*Task*: Please reproduce the part of the material that opens with the line containing "get_bbox(temissa sign text)" and closes with the line containing "[540,505,625,586]", keeping both of those lines.

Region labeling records
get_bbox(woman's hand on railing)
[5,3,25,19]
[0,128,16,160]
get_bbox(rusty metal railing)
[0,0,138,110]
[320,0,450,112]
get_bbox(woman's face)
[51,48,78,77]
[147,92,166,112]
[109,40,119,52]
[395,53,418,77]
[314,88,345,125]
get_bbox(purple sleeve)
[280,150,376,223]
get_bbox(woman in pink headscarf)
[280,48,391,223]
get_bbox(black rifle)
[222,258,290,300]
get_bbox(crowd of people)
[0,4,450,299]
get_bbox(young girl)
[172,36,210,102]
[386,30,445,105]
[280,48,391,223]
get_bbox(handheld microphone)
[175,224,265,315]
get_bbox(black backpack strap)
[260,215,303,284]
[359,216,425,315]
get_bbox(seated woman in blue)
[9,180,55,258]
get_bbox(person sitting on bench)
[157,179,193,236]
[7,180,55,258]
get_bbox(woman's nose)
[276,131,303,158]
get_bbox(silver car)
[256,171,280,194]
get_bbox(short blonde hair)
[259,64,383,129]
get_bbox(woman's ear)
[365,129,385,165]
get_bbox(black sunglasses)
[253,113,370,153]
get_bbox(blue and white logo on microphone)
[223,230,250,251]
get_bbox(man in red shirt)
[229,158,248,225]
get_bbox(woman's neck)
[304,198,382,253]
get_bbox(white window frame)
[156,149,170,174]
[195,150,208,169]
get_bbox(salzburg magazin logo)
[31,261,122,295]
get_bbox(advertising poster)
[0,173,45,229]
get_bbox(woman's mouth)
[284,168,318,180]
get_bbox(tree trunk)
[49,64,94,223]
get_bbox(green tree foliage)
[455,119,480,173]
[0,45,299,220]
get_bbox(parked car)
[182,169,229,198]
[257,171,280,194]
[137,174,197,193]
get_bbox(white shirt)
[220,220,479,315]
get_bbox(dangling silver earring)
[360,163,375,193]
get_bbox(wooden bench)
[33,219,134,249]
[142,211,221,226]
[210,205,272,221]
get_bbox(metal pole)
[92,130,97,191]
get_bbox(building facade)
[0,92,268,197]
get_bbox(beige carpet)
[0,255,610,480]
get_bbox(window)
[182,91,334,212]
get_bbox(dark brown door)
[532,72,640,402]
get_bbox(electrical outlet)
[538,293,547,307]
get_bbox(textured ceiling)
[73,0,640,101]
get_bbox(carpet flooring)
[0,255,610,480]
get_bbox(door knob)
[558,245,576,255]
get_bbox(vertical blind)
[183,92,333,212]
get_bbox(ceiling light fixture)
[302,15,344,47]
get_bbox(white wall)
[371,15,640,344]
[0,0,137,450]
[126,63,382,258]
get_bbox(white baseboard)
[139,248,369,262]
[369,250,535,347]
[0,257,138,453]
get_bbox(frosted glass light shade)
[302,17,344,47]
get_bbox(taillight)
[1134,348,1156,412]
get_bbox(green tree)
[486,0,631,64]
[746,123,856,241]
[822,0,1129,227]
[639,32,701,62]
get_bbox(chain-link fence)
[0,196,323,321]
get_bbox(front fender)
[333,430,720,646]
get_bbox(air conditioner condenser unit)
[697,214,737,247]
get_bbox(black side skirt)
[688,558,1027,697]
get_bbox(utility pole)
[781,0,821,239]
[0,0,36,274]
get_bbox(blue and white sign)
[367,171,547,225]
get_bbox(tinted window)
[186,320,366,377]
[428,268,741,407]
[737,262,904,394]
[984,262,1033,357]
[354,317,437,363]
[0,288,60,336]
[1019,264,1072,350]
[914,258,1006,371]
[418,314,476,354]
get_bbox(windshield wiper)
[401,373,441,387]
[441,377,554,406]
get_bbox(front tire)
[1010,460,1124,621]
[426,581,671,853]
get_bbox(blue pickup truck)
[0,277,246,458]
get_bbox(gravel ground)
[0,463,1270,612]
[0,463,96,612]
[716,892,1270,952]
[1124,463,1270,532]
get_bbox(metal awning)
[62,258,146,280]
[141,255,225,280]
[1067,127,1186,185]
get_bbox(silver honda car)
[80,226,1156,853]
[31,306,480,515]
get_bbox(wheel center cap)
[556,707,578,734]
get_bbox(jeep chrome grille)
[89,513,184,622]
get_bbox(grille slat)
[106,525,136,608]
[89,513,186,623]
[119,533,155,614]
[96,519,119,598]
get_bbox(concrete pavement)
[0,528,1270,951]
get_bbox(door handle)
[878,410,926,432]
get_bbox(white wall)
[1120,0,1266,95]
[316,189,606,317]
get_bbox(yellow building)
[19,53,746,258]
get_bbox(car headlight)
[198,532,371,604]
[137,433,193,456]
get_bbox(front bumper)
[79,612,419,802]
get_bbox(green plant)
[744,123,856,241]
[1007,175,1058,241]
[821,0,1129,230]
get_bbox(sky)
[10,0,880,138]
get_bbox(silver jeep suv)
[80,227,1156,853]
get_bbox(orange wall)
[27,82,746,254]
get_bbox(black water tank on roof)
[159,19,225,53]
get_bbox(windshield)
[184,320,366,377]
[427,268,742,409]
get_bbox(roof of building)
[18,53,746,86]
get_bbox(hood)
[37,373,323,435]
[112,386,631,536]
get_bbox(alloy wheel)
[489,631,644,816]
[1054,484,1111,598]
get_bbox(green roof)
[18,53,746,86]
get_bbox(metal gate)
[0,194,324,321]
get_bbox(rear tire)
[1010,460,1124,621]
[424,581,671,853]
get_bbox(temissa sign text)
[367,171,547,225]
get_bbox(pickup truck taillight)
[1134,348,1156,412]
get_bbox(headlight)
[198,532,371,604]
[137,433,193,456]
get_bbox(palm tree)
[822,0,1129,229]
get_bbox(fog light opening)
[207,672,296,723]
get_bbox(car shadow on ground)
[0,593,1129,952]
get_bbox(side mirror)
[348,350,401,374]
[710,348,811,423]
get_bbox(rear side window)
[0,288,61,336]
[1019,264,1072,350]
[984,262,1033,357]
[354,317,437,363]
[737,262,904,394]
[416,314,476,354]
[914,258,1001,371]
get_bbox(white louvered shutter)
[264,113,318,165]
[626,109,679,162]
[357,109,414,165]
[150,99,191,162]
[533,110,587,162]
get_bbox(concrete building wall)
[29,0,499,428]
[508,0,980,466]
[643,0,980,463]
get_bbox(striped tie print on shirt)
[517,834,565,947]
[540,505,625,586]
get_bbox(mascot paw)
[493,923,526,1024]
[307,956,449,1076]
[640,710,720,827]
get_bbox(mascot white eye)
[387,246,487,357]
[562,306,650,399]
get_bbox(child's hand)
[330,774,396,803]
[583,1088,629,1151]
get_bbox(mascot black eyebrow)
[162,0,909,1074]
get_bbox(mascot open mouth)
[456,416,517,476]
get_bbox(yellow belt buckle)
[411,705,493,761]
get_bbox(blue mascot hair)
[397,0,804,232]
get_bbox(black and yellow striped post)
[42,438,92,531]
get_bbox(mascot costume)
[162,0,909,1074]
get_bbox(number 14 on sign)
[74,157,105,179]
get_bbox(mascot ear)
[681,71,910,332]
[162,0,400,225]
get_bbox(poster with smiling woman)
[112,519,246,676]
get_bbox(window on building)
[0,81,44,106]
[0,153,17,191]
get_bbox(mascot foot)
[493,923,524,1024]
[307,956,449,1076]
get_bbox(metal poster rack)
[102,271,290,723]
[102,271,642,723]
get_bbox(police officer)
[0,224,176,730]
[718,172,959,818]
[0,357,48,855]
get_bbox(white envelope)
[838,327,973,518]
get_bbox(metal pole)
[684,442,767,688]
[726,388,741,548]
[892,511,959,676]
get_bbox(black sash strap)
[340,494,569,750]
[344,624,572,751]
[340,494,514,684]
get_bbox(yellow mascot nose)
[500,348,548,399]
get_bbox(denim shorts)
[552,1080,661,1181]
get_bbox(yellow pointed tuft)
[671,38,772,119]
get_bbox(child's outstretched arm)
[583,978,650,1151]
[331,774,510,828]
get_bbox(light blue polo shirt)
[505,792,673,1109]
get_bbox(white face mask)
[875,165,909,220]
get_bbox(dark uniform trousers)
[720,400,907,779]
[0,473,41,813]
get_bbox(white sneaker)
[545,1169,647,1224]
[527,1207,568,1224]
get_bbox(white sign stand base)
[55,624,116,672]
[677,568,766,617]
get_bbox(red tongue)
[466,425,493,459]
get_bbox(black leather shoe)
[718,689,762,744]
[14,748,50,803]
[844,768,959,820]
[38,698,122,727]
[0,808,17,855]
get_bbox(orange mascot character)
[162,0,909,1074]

*Complete answer*:
get_bbox(temissa sign text)
[367,171,547,225]
get_bbox(pickup truck taillight)
[1134,348,1156,412]
get_bbox(headlight)
[198,532,371,604]
[137,433,193,456]
get_bbox(palm tree)
[822,0,1129,229]
get_bbox(fog light opening)
[207,672,296,723]
get_bbox(car shadow on ground)
[0,593,1129,952]
get_bbox(side mirror)
[348,350,401,374]
[710,348,811,423]
get_bbox(rear side window)
[0,288,61,336]
[1019,264,1072,350]
[984,262,1033,357]
[354,317,437,363]
[737,262,904,394]
[416,314,476,354]
[914,258,1001,371]
get_bbox(white louvered shutter)
[264,113,318,165]
[626,109,679,162]
[357,109,414,165]
[150,99,191,162]
[533,110,587,162]
get_bbox(concrete building wall)
[29,0,499,428]
[508,0,980,466]
[643,0,980,463]
get_bbox(striped tie print on shirt)
[517,834,565,947]
[540,505,625,586]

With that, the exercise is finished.